### Objective
Can you rewrite the listing below from the line with "Target: metal fence post" to the line with "left=425, top=167, right=474, bottom=210", keeping every line, requests included, but multiplying each bounding-box coordinate in the answers by 1.95 and rounding it to a whole number, with halves going up? Leave the requests and their sample coordinates unchanged, and return only those lines.

— START —

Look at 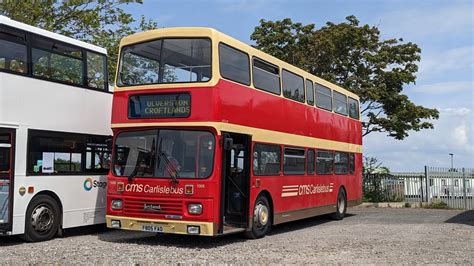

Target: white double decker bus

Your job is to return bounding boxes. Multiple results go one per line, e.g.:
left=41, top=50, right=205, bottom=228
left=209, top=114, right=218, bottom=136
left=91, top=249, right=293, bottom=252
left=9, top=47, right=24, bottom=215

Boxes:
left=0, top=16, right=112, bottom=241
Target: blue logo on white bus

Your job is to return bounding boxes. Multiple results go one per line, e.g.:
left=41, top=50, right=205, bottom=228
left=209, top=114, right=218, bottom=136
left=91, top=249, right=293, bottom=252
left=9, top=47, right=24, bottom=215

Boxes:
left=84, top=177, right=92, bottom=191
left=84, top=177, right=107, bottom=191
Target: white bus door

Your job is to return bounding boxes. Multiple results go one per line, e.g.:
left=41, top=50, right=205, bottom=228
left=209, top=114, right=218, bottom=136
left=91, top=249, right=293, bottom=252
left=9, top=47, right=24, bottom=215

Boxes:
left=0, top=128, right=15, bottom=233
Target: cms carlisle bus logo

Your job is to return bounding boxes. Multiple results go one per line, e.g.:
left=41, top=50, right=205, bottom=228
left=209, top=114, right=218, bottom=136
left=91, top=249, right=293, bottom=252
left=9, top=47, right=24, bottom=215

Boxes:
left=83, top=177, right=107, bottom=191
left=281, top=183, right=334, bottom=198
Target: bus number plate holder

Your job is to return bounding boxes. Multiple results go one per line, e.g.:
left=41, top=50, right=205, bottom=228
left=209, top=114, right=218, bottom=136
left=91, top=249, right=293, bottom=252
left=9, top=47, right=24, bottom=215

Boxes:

— END —
— START —

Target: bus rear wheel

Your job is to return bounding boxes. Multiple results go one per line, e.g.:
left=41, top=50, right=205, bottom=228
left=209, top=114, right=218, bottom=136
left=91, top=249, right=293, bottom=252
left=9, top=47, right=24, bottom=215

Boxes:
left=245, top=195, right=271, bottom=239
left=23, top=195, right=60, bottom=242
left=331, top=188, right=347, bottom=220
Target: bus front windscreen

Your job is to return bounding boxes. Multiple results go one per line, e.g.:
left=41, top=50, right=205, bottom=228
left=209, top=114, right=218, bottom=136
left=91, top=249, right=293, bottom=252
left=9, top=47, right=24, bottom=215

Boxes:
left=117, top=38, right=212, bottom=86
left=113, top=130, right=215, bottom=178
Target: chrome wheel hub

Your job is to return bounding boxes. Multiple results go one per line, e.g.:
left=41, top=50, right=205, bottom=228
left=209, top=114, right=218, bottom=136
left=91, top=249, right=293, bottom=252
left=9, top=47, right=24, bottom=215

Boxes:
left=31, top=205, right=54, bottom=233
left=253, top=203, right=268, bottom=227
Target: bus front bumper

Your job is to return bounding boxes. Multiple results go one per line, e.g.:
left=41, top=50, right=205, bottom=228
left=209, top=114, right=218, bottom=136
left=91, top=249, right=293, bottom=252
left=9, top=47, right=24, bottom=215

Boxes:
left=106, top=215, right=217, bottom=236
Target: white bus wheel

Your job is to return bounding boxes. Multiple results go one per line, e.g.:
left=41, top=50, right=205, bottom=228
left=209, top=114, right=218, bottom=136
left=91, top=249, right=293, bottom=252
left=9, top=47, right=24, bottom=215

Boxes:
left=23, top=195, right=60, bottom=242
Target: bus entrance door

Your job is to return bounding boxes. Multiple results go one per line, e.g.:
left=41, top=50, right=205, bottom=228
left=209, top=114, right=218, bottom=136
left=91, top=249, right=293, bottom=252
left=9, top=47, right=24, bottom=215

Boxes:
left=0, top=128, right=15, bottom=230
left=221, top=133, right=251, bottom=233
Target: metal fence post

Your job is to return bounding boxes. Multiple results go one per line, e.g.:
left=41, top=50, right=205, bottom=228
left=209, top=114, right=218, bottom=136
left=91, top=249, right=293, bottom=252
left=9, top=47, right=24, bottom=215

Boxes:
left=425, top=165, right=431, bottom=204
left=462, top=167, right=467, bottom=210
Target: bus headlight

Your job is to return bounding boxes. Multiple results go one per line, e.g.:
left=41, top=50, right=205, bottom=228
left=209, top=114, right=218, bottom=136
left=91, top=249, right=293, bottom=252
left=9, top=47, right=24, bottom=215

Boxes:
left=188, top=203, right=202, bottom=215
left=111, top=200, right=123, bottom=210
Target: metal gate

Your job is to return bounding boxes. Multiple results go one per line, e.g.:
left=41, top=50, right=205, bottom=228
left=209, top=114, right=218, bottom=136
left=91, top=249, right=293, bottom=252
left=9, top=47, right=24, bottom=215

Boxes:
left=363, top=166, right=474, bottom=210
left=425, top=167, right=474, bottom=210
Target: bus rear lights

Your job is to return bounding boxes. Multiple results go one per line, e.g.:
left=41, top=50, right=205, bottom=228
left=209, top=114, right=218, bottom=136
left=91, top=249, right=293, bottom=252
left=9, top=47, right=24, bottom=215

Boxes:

— END —
— START —

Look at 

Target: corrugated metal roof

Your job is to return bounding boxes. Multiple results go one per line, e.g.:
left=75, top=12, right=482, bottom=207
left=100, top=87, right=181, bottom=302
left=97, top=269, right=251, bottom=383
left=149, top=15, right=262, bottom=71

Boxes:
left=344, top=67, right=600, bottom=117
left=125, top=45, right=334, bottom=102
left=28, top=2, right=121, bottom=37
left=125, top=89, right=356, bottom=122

— END —

### Expected answer
Target: metal fence post

Your job is to return bounding boxes. Multiple results go one per line, e.g.:
left=41, top=50, right=205, bottom=228
left=209, top=114, right=218, bottom=136
left=91, top=249, right=293, bottom=252
left=9, top=47, right=24, bottom=215

Boxes:
left=829, top=322, right=840, bottom=398
left=901, top=326, right=911, bottom=410
Target: bus headlight

Your job is to return bounding boxes. Multiple results go one per line, e.g.:
left=41, top=50, right=205, bottom=228
left=209, top=114, right=218, bottom=136
left=91, top=249, right=293, bottom=252
left=9, top=47, right=24, bottom=215

Boxes:
left=367, top=396, right=394, bottom=419
left=216, top=390, right=240, bottom=410
Target: metal gate

Your job is to return bounding boxes. Multiple results go one per line, e.g.:
left=41, top=50, right=205, bottom=228
left=209, top=114, right=218, bottom=136
left=91, top=249, right=293, bottom=252
left=9, top=47, right=24, bottom=215

Boxes:
left=708, top=324, right=924, bottom=410
left=829, top=326, right=924, bottom=410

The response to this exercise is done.